Set out everything from the line containing "of the tree" down to the end of the records as a Markdown table with the columns Row and Content. Number each line in Row and skip any blank lines.

___ ITEMS

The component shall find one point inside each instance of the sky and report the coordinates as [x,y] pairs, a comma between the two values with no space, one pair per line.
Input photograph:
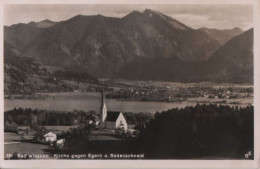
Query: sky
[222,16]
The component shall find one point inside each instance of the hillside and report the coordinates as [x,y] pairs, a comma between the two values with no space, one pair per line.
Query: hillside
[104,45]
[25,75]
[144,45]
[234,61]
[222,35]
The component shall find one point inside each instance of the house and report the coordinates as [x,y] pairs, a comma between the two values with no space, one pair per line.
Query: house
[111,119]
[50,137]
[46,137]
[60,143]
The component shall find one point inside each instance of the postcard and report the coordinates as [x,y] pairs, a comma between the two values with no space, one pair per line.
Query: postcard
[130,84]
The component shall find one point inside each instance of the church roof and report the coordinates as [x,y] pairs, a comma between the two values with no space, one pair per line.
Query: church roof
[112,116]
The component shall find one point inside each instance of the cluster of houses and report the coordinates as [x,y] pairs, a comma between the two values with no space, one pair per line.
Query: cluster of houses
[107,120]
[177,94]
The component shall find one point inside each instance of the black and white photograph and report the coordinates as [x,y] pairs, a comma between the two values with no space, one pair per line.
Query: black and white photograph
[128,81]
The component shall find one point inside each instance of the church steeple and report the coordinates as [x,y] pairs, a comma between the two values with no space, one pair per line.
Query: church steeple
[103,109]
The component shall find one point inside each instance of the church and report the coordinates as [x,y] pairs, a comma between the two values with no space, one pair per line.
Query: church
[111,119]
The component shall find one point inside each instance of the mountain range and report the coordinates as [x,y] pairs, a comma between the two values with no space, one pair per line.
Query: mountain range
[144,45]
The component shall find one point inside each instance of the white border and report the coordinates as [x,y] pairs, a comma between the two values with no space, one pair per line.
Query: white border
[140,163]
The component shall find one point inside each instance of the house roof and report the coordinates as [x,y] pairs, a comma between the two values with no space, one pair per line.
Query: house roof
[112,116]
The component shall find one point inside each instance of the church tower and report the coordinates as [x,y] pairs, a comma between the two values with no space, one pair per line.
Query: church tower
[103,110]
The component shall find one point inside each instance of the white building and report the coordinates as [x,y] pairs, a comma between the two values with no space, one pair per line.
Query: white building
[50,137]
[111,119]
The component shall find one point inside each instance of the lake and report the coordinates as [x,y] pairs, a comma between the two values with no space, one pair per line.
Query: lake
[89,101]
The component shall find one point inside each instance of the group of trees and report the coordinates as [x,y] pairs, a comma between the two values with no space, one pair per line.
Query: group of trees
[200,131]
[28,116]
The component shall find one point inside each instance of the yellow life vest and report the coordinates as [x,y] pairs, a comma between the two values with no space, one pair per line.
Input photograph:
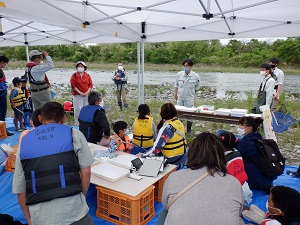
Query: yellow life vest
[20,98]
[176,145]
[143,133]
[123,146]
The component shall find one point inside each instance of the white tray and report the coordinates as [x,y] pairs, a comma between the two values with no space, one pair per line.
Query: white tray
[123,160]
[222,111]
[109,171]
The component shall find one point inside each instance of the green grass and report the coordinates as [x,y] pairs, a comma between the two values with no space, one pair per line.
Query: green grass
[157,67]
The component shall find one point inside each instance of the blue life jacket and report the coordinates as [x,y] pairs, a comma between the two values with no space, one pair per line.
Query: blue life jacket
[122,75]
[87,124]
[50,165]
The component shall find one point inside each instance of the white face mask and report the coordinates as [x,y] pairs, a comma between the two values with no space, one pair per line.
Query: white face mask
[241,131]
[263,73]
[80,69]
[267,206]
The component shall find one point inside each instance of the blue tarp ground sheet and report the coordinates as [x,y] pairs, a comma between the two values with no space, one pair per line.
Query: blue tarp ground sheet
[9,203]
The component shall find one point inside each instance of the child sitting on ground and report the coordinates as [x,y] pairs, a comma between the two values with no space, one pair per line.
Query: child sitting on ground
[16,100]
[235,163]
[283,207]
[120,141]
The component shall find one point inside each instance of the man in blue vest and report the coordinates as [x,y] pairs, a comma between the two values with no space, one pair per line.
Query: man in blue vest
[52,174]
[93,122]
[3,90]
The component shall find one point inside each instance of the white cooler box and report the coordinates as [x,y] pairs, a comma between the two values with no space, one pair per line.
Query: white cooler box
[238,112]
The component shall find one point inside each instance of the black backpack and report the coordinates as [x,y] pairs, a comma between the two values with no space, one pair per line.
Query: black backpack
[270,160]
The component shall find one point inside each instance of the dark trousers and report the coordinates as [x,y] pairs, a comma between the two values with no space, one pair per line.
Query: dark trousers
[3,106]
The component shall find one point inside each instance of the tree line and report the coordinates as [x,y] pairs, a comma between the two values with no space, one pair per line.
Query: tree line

______

▶ **WORKED SOLUTION**
| Row | Content |
|---|---|
| 1 | The component shall find one point inside each instance of the tree line and report the coordinates as [x,y] pairs, a comma between the two values with no space, one pair per line. |
| 2 | Query: tree line |